WHAT IS REQUIRED.
Extract exactly the range of lines bounded by the line containing "Locate the overhead" and the final line of the listing, both ends included, and no other lines.

(begin)

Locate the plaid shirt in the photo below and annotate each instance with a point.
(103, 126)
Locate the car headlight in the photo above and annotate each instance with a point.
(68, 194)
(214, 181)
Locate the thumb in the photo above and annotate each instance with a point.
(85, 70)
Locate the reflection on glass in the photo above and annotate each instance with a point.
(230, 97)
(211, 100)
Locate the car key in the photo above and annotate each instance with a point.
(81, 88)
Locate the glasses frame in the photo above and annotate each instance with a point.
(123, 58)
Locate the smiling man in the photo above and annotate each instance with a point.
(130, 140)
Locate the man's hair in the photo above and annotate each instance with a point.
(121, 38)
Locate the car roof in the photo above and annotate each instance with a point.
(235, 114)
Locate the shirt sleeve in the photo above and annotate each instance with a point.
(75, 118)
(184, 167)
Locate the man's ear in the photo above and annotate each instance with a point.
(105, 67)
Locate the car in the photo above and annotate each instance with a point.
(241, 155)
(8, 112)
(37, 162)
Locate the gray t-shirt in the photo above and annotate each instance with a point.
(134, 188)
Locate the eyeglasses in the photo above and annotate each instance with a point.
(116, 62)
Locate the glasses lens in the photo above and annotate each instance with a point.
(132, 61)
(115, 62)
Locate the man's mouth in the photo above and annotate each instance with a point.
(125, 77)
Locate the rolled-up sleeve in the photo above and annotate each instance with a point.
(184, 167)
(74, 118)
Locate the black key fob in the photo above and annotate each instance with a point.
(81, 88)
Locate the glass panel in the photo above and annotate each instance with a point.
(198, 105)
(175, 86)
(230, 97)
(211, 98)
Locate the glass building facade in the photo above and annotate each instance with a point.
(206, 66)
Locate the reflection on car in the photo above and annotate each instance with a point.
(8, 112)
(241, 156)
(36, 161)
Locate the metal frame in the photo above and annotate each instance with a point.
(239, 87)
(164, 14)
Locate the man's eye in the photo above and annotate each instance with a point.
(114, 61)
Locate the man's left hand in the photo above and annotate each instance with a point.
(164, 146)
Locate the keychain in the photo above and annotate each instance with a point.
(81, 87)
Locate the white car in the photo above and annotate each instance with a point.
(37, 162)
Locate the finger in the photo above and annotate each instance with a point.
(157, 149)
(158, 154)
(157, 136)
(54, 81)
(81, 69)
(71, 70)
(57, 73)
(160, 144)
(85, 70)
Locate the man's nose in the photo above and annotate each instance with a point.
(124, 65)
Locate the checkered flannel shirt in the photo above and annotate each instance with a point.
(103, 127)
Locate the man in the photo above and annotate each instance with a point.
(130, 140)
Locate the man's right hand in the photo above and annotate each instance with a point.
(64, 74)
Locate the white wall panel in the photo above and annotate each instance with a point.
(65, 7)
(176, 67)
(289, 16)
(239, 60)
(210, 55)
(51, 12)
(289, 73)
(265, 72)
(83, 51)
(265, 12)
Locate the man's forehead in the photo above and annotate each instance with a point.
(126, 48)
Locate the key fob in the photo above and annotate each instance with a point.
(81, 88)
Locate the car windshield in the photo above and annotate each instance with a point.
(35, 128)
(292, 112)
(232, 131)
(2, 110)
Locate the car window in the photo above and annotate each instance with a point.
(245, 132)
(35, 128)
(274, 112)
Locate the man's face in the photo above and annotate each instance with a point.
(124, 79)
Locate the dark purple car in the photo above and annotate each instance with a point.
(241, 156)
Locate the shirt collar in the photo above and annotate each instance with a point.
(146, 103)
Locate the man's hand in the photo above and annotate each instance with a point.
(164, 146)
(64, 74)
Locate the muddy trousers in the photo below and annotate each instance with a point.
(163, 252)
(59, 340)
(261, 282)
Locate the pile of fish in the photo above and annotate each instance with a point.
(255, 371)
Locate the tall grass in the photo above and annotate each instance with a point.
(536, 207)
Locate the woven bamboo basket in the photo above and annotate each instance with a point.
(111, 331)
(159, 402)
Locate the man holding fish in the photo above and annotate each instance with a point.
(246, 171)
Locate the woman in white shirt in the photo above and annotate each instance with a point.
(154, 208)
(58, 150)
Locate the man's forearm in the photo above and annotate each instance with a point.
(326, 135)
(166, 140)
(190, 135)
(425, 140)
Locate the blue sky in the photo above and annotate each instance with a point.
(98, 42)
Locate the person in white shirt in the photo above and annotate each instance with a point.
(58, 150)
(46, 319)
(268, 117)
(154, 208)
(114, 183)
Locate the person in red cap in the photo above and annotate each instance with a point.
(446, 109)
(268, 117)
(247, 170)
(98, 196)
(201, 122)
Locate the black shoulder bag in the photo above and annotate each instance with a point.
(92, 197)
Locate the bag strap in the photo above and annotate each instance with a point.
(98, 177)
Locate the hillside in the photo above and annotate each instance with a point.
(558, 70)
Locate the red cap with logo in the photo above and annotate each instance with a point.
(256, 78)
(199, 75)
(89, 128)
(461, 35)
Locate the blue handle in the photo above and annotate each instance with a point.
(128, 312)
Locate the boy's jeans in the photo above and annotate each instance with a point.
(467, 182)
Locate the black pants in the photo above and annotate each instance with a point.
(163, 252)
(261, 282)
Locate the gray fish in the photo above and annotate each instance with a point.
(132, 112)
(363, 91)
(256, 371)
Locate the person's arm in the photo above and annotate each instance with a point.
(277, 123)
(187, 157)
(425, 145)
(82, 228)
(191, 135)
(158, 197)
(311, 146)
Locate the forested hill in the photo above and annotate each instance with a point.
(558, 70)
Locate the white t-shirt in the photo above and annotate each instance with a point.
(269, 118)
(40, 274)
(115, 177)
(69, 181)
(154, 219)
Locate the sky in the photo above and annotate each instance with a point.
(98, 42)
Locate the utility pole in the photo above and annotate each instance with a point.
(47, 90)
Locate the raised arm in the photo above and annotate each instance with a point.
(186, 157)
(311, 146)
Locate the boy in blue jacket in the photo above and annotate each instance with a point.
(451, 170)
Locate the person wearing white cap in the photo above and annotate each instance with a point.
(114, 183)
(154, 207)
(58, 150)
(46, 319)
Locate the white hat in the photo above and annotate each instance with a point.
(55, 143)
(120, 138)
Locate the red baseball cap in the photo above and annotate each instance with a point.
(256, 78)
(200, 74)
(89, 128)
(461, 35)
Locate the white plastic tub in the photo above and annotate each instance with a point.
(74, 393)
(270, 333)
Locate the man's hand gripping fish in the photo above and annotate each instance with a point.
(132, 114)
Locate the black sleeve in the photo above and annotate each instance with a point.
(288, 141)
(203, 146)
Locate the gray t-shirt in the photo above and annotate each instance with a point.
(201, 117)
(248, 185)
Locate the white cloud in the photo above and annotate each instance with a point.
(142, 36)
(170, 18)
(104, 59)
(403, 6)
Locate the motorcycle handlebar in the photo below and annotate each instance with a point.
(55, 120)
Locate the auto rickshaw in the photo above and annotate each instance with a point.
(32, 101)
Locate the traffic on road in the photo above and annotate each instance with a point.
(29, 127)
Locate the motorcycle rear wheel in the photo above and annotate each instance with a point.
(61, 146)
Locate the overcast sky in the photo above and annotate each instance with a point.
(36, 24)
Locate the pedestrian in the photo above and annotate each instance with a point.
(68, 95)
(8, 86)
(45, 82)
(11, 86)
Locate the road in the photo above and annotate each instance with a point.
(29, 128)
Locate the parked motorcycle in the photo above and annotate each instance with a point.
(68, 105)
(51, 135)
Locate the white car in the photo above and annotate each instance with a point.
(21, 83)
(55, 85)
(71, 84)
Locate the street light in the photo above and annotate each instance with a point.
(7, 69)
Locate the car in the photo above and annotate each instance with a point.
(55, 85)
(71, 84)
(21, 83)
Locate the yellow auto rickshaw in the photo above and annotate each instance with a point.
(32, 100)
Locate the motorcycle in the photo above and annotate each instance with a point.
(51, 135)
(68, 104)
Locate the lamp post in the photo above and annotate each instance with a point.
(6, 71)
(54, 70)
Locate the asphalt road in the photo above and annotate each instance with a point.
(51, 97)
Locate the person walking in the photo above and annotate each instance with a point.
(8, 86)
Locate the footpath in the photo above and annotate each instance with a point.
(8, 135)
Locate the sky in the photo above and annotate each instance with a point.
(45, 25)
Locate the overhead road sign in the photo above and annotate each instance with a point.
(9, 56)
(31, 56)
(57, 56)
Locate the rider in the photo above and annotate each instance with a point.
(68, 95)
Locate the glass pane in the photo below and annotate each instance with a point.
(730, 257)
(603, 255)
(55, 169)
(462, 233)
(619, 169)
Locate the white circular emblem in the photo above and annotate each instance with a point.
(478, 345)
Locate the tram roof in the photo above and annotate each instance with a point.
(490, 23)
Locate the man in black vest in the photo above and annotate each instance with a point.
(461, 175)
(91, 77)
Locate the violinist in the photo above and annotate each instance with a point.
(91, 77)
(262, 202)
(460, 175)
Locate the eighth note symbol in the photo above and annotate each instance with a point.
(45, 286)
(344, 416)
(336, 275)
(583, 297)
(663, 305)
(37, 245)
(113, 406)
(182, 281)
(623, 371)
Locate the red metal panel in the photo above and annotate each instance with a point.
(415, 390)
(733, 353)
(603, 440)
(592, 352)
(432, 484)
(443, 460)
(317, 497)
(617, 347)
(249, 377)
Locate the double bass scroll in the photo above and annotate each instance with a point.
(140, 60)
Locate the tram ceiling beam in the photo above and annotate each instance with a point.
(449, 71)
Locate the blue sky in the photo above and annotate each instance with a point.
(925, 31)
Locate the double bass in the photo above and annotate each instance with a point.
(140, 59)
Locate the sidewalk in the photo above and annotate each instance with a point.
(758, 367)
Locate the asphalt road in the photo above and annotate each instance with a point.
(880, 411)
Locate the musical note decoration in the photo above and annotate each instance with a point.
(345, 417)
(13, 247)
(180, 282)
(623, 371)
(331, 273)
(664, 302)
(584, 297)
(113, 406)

(end)

OUTPUT FOR THIS TASK.
Locate the overhead road sign in the photo above and annotate each instance with a point.
(9, 56)
(31, 56)
(57, 56)
Locate the rider in the photo above and annotate each instance with a point.
(68, 95)
Locate the glass pane in the photo below and annotate each instance with a point.
(730, 257)
(603, 255)
(55, 169)
(462, 233)
(619, 169)
Locate the white circular emblem in the photo above and annotate each instance with a point.
(478, 345)
Locate the tram roof in the photo above and annotate each instance with a point.
(490, 23)
Locate the man in black vest in the photo above and annotate each instance with a point.
(461, 175)
(91, 77)
Locate the violinist in the photo above and annotate each instance with a point.
(91, 77)
(262, 202)
(460, 175)
Locate the eighth note symbol in the photo above and annotate each instance with a point.
(45, 286)
(344, 416)
(336, 275)
(583, 297)
(663, 305)
(37, 245)
(113, 406)
(182, 281)
(623, 371)
Locate the red metal panel in the photo above and annotate each instance with a point.
(415, 390)
(733, 353)
(603, 440)
(592, 352)
(432, 484)
(443, 460)
(317, 497)
(617, 347)
(249, 377)
Locate the double bass scroll in the photo above and annotate each instance with a point.
(140, 60)
Locate the tram ceiling beam in the photo above and annotate each instance with a point.
(449, 71)
Locate the blue sky in the photo above and annotate each instance with a point.
(925, 31)
Locate the double bass in the photo above and annotate each instance with a point.
(140, 59)
Locate the sidewalk in the photo above and annotate each instance with a point.
(758, 367)
Locate the asphalt road in the photo above and annotate each instance with a point.
(880, 411)
Locate the musical note decoration in the photo above and annotate each instance with a point.
(345, 417)
(13, 247)
(180, 282)
(623, 371)
(331, 273)
(664, 302)
(584, 297)
(113, 406)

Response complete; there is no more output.